Data extracted from a collection
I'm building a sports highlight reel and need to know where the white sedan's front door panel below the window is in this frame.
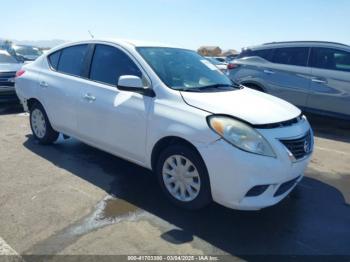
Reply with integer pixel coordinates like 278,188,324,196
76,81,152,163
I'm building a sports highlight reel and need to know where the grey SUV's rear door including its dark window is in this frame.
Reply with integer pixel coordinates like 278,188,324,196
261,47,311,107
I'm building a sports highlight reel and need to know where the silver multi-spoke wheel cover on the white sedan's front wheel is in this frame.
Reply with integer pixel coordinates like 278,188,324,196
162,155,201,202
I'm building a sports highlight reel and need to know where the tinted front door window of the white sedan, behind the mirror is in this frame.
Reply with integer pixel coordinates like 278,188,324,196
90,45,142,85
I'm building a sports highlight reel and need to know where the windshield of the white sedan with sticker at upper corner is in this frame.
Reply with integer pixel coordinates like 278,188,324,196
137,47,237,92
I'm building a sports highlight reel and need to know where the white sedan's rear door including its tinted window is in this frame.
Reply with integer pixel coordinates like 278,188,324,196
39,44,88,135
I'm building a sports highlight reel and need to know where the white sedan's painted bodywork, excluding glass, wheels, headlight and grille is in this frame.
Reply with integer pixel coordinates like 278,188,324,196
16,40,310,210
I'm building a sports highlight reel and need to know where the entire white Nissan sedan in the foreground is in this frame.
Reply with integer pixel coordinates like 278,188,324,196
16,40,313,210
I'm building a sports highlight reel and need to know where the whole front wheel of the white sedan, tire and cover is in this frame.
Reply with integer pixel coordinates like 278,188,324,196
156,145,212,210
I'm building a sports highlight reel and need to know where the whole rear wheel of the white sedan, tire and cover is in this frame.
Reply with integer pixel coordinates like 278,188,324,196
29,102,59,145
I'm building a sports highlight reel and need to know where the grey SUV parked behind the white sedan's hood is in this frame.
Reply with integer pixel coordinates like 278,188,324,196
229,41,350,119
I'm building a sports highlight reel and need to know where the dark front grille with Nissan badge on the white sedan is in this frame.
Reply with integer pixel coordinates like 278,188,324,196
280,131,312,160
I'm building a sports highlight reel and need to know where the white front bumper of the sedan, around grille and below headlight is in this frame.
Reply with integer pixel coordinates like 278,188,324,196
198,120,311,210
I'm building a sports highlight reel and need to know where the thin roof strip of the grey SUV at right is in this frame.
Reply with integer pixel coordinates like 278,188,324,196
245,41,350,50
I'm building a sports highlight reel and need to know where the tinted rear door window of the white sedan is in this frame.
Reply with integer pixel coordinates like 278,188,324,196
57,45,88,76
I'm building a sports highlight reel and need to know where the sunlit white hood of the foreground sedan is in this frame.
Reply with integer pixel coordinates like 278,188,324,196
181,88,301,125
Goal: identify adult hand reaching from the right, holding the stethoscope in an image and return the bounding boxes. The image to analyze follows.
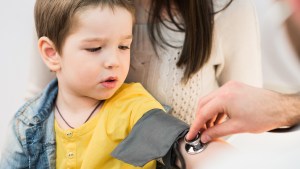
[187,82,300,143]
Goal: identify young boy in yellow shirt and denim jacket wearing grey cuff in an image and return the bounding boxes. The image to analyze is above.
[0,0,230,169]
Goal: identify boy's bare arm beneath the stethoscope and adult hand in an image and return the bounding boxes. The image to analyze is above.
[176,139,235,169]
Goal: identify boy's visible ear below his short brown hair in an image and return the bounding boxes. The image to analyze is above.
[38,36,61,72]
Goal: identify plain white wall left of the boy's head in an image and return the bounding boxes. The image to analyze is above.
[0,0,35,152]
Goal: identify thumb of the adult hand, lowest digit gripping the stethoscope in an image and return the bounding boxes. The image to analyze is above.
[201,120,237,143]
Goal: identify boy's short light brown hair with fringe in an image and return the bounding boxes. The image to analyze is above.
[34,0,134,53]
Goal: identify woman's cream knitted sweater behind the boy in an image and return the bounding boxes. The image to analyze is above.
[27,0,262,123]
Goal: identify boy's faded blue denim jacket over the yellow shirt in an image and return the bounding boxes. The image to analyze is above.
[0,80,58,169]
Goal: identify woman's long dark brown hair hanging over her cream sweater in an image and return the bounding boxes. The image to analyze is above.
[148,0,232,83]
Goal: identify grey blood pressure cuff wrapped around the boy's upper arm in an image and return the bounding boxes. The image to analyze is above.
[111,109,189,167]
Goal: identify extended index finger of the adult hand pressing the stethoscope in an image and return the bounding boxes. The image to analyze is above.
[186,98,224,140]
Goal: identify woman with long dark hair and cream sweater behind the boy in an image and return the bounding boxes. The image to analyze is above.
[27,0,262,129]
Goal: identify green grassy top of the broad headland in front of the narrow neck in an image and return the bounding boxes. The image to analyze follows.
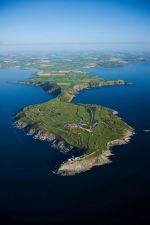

PROBLEM REQUIREMENTS.
Starting at the line with "Goal: identify extended", write out every line exactly through the final line of the records above, both included, and skip the pictures.

TASK OUTPUT.
Goal: identify extended index finger of the adult hand pressing the stethoscope in an image and return the bounding boxes. The image to analyze is above.
[186,98,224,140]
Goal: identify woman with long dark hair and cream sweater behind the boy in an image and return the bounding boxes. The image to analyze is above.
[27,0,262,129]
Goal: identify green grassy top of the broad headland in front of the narrow neck in an image and return the bounding boxes. The image to analyze follows.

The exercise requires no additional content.